## Exercise details:
Give back every entry precisely as written, without any of the images.

Region pointing data:
————

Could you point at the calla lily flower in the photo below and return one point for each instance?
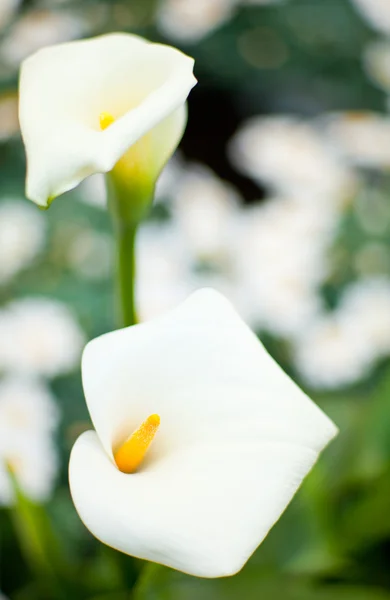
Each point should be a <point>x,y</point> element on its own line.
<point>230,439</point>
<point>88,104</point>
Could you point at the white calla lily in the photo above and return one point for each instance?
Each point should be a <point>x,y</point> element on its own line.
<point>84,104</point>
<point>236,438</point>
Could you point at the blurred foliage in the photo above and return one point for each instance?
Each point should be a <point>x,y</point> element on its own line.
<point>333,542</point>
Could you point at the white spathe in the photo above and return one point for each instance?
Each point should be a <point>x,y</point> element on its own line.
<point>236,438</point>
<point>65,88</point>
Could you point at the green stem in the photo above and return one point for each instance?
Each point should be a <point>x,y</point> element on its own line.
<point>128,204</point>
<point>125,239</point>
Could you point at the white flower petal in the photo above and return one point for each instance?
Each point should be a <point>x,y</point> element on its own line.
<point>202,511</point>
<point>65,88</point>
<point>237,436</point>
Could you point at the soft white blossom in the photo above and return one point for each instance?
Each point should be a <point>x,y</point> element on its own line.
<point>362,138</point>
<point>9,121</point>
<point>37,29</point>
<point>330,353</point>
<point>376,12</point>
<point>39,336</point>
<point>190,20</point>
<point>8,9</point>
<point>22,236</point>
<point>28,419</point>
<point>163,274</point>
<point>236,438</point>
<point>87,104</point>
<point>90,254</point>
<point>366,305</point>
<point>280,251</point>
<point>291,156</point>
<point>204,208</point>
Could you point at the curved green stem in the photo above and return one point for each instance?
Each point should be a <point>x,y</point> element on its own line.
<point>125,240</point>
<point>129,201</point>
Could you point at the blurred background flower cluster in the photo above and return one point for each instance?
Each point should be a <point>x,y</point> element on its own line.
<point>279,197</point>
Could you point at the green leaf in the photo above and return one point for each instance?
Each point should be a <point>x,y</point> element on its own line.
<point>160,583</point>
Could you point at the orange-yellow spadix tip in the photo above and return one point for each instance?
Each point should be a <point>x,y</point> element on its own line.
<point>130,455</point>
<point>105,120</point>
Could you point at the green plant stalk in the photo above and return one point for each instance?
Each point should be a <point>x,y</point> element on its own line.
<point>128,204</point>
<point>125,243</point>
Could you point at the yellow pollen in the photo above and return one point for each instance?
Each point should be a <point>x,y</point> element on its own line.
<point>130,455</point>
<point>105,120</point>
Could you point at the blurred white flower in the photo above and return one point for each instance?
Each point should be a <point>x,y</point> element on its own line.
<point>331,353</point>
<point>204,208</point>
<point>191,20</point>
<point>39,336</point>
<point>37,29</point>
<point>90,254</point>
<point>291,156</point>
<point>376,12</point>
<point>163,274</point>
<point>236,437</point>
<point>362,138</point>
<point>169,179</point>
<point>372,258</point>
<point>366,306</point>
<point>9,120</point>
<point>28,419</point>
<point>281,258</point>
<point>22,236</point>
<point>194,248</point>
<point>7,10</point>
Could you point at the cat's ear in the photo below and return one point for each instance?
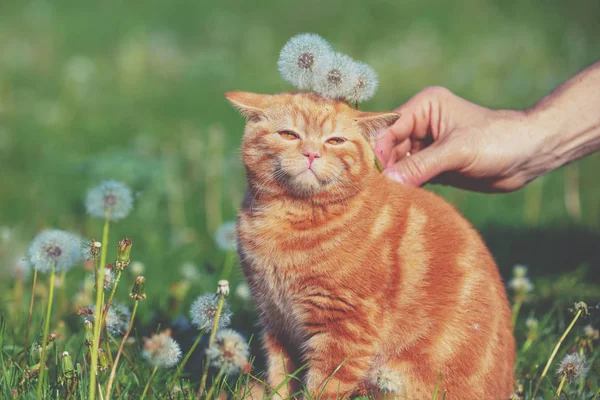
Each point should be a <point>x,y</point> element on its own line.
<point>250,105</point>
<point>371,122</point>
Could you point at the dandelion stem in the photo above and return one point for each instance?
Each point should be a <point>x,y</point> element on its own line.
<point>562,338</point>
<point>98,310</point>
<point>113,371</point>
<point>185,359</point>
<point>148,383</point>
<point>562,383</point>
<point>30,313</point>
<point>45,336</point>
<point>215,383</point>
<point>515,311</point>
<point>62,300</point>
<point>228,265</point>
<point>211,339</point>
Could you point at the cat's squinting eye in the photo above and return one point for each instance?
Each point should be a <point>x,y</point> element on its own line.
<point>288,135</point>
<point>335,141</point>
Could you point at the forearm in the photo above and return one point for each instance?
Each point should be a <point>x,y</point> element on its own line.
<point>568,119</point>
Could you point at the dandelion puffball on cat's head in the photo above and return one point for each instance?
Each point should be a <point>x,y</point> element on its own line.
<point>307,61</point>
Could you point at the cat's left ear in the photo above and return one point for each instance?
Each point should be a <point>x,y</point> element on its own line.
<point>371,122</point>
<point>250,105</point>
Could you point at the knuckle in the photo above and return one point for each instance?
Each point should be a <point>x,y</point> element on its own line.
<point>436,91</point>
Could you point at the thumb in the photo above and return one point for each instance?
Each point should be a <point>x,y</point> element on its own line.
<point>421,167</point>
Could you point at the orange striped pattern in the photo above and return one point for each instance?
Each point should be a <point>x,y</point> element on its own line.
<point>348,268</point>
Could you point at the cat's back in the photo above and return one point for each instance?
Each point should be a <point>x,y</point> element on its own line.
<point>453,310</point>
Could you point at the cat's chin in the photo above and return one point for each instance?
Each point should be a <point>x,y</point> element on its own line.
<point>305,184</point>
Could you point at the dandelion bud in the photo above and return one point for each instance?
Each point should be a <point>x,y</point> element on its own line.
<point>138,293</point>
<point>137,268</point>
<point>581,306</point>
<point>573,368</point>
<point>88,338</point>
<point>103,363</point>
<point>123,252</point>
<point>223,288</point>
<point>204,311</point>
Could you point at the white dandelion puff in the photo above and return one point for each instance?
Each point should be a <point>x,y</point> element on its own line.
<point>573,367</point>
<point>520,285</point>
<point>204,311</point>
<point>519,271</point>
<point>229,352</point>
<point>364,83</point>
<point>590,332</point>
<point>389,381</point>
<point>531,323</point>
<point>335,80</point>
<point>301,57</point>
<point>161,350</point>
<point>112,198</point>
<point>117,319</point>
<point>54,249</point>
<point>226,236</point>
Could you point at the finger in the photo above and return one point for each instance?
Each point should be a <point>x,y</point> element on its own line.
<point>423,166</point>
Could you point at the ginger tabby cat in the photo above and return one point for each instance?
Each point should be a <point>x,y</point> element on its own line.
<point>371,284</point>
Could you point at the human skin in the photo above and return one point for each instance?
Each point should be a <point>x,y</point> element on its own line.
<point>443,138</point>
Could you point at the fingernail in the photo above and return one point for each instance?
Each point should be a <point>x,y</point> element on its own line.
<point>394,175</point>
<point>380,133</point>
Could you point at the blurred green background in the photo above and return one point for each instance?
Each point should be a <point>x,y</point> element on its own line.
<point>133,90</point>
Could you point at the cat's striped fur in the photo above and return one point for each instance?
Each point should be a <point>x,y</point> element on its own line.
<point>354,274</point>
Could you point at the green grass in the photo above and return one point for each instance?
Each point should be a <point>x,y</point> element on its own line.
<point>131,91</point>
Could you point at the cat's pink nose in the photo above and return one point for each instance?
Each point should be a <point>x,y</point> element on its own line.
<point>311,156</point>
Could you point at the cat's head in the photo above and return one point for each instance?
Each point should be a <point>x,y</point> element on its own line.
<point>304,145</point>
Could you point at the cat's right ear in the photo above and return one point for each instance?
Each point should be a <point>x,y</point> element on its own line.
<point>250,105</point>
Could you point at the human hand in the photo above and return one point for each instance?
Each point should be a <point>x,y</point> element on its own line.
<point>454,142</point>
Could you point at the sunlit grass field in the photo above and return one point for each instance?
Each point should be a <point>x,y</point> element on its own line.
<point>133,91</point>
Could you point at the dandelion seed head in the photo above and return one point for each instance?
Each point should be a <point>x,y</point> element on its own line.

————

## Worked solution:
Could you point at the calla lily flower in the photo below and return one point for each instance?
Each point should be a <point>x,y</point> element on its own line.
<point>230,439</point>
<point>88,104</point>
Could you point at the white calla lily in the photo above and return one point for each instance?
Each point should be a <point>x,y</point> element on its own line.
<point>84,104</point>
<point>236,438</point>
Could you point at the blurred foliage in the photo above and return one point for each instance?
Each point should be a <point>x,y</point> element on its own line.
<point>333,542</point>
Could you point at the white spathe in the photo above and return one point for each instance?
Each point should be a <point>x,y</point> element on its own line.
<point>236,438</point>
<point>65,88</point>
Could you point at the green stem in the photo above and return one point for each instance?
Each point should be a <point>x,y</point> element on its own line.
<point>128,204</point>
<point>125,239</point>
Could you point at the white flower petal in the photo above and return one point for each instance?
Each point should be a <point>x,y</point> element on its own line.
<point>202,511</point>
<point>65,88</point>
<point>237,436</point>
Could you point at the soft white blossom in the photo above and return one point for each instance?
Each point should be a <point>x,y</point> element on its own line.
<point>362,138</point>
<point>9,121</point>
<point>37,29</point>
<point>330,353</point>
<point>376,12</point>
<point>39,336</point>
<point>190,20</point>
<point>8,9</point>
<point>22,236</point>
<point>28,419</point>
<point>163,274</point>
<point>236,438</point>
<point>87,104</point>
<point>90,254</point>
<point>366,305</point>
<point>280,251</point>
<point>291,156</point>
<point>204,208</point>
Could you point at the curved green stem in the photo above and return one point for each instance?
Each point should be a <point>x,y</point> element on its own line.
<point>125,240</point>
<point>129,201</point>
Could you point at the blurred background flower cluster in the photo above and return one point for each instance?
Each point should be a <point>x,y</point> element on its own line.
<point>279,197</point>
Could you point at the green leaf in the photo above and return one point for each instance?
Each point should be a <point>x,y</point> element on its own line.
<point>160,583</point>
Could you point at the orange-yellow spadix tip in the photo above and return one point for each instance?
Each point should be a <point>x,y</point> element on its own line.
<point>130,455</point>
<point>105,120</point>
Could you point at the green plant stalk in the photo above and return one point for each instance?
Each point should be a <point>x,y</point> element on its own line.
<point>128,204</point>
<point>125,243</point>
Could you point at the yellow pollen in the photo above and return one point for each instance?
Each point should be a <point>x,y</point> element on its own line.
<point>130,455</point>
<point>105,120</point>
Could you point at the blurred white flower in the photo above and return one point for each instance?
Each point should be a <point>x,y</point> element on its own line.
<point>331,353</point>
<point>204,208</point>
<point>191,20</point>
<point>39,336</point>
<point>37,29</point>
<point>90,254</point>
<point>291,156</point>
<point>376,12</point>
<point>163,274</point>
<point>236,437</point>
<point>362,138</point>
<point>169,179</point>
<point>372,258</point>
<point>366,306</point>
<point>9,120</point>
<point>28,419</point>
<point>281,258</point>
<point>22,236</point>
<point>194,248</point>
<point>7,10</point>
Could you point at the cat's ear in the photo below and return one point for each instance?
Each point should be a <point>x,y</point> element on its own line.
<point>250,105</point>
<point>371,122</point>
Could you point at the dandelion stem in the photo above and return one point for each instance?
Each point should be a <point>x,y</point> element on its own line.
<point>562,338</point>
<point>98,310</point>
<point>113,371</point>
<point>185,359</point>
<point>148,383</point>
<point>562,383</point>
<point>30,313</point>
<point>45,336</point>
<point>215,383</point>
<point>515,311</point>
<point>62,300</point>
<point>228,265</point>
<point>211,339</point>
Could you point at the cat's squinting eye in the photo above and return one point for each instance?
Each point should be a <point>x,y</point> element on its own line.
<point>288,135</point>
<point>335,141</point>
Could you point at the forearm in the photo above and return one point for each instance?
Each point should be a <point>x,y</point> element on its own line.
<point>568,119</point>
Could you point at the dandelion puffball on cat's head in the photo above and return one point for each instance?
Each point should be a <point>x,y</point> element on its own line.
<point>307,61</point>
Could you point at the cat's left ear in the photo above and return one point for each instance?
Each point should be a <point>x,y</point> element on its own line.
<point>371,122</point>
<point>250,105</point>
Could you point at the knuckle in the photo above and return one point for each instance?
Each point should be a <point>x,y</point> element on its own line.
<point>436,91</point>
Could you point at the thumb in the photo above and return one point for each instance?
Each point should be a <point>x,y</point> element on its own line.
<point>421,167</point>
Could you point at the orange striped pattern in the photo above and return one point for each instance?
Each point should be a <point>x,y</point> element on its own line.
<point>348,268</point>
Could you point at the cat's back in the photo above and return one point for each instance?
Each point should be a <point>x,y</point> element on its own line.
<point>453,310</point>
Could you point at the cat's chin in the photo above and return one point for each instance?
Each point should be a <point>x,y</point> element on its own line.
<point>305,184</point>
Could you point at the dandelion bud in the photo above and return one point for each instance?
Each point should be a <point>x,y</point> element on its own line.
<point>138,293</point>
<point>137,268</point>
<point>581,306</point>
<point>573,368</point>
<point>88,338</point>
<point>103,363</point>
<point>123,252</point>
<point>223,288</point>
<point>204,311</point>
Could you point at the white dandelion puff in the photo above and return one point for each instance?
Each point should be a <point>x,y</point> element on its own line.
<point>573,367</point>
<point>520,285</point>
<point>204,311</point>
<point>519,271</point>
<point>229,352</point>
<point>364,83</point>
<point>590,332</point>
<point>389,381</point>
<point>531,323</point>
<point>335,80</point>
<point>301,57</point>
<point>161,350</point>
<point>112,198</point>
<point>117,319</point>
<point>54,249</point>
<point>226,236</point>
Could you point at the finger in the photo above and return one point for each instance?
Each point should be a <point>x,y</point> element on its own line.
<point>423,166</point>
Could you point at the ginger tabby cat in the photo above and return one point for each instance?
Each point should be a <point>x,y</point> element on its own line.
<point>371,284</point>
Could you point at the human skin in the photo above and return one point for each instance?
Each point should be a <point>x,y</point> element on its own line.
<point>443,138</point>
Could you point at the fingernail in the photo above and return one point for each instance?
Each point should be a <point>x,y</point> element on its own line.
<point>394,175</point>
<point>380,133</point>
Could you point at the blurred green background in the photo above and return one point for each instance?
Each point should be a <point>x,y</point> element on its own line.
<point>133,90</point>
Could you point at the cat's striped fur in the photo above and return one point for each instance?
Each point should be a <point>x,y</point> element on its own line.
<point>354,274</point>
Could you point at the green grass in the photo above and return one point for each instance?
Each point should be a <point>x,y</point> element on its own line.
<point>131,91</point>
Could you point at the cat's pink nose in the photo above and return one point for each instance?
Each point should be a <point>x,y</point> element on its own line.
<point>311,156</point>
Could you point at the cat's head in the photo above and return one point for each instance?
Each point should be a <point>x,y</point> element on its own line.
<point>304,145</point>
Could you point at the cat's right ear in the photo above and return one point for each instance?
Each point should be a <point>x,y</point> element on its own line.
<point>250,105</point>
Could you point at the human hand in the photo above and return one point for each instance?
Each point should be a <point>x,y</point> element on its own line.
<point>454,142</point>
Could you point at the sunlit grass field in the photo above and return one point for each instance?
Each point should be a <point>x,y</point> element on its own line.
<point>133,91</point>
Could you point at the dandelion seed head in the photo above and return one point for each instance?
Each point should be a <point>x,y</point> element on its own line.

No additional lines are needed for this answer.